══ RECORDS FOR THE TASK ══
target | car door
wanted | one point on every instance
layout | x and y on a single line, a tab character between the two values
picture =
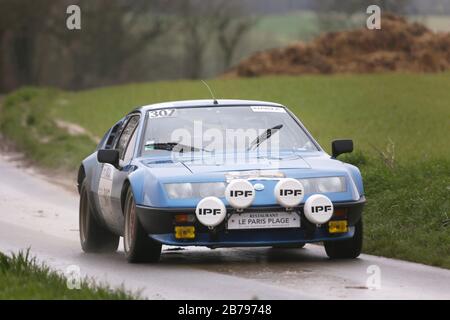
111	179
═══
══ RECORDS FOR THE TASK ══
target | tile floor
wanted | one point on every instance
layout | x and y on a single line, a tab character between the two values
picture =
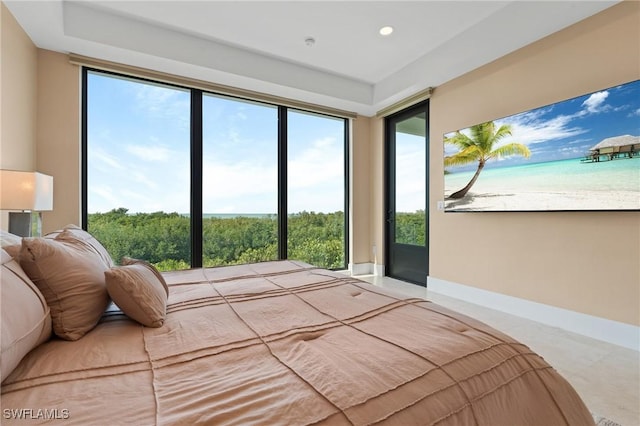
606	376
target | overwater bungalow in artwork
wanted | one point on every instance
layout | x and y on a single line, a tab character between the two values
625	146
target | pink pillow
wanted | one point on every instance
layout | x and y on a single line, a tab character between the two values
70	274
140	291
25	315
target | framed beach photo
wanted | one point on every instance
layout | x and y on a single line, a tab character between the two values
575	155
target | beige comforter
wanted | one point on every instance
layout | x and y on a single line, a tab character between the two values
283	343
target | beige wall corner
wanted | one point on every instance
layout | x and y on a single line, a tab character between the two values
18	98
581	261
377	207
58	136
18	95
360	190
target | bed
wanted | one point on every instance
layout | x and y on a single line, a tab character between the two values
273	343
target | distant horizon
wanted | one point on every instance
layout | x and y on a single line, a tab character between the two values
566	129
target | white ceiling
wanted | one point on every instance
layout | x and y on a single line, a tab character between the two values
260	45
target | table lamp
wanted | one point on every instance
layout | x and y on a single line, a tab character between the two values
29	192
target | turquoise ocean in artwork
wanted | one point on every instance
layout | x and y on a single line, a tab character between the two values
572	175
═══
-- AIM OF THE EXERCISE --
Only one stretch of the listing above is to be duplicated: the lines from the one containing "target | tile floor" through the one containing "target | bed", both included. Copy them exactly, minus the pictures.

-- WRITTEN RESPONSE --
target | tile floor
wanted | one point on every instance
layout | x and y on a single line, a tab character between the two values
picture =
606	376
target | overwater bungalow in artwork
wanted | one point on every instance
layout | x and y on a single line, a tab character between the two values
625	146
target | pink pillow
wanted | one point on every instance
layout | x and y on a single line, a tab character between the two values
70	274
140	291
25	315
target | framed beach photo
wanted | one point on every instance
layout | x and y on a single line, a tab character between the two values
575	155
target | beige comforter
wanted | one point on every instance
layout | x and y on a single line, a tab character between the two values
283	343
target | beige wall corner
wanted | one point on every instance
layout | x and y on a single line, a tab character between the two values
18	98
581	261
377	207
58	136
18	95
360	190
target | bed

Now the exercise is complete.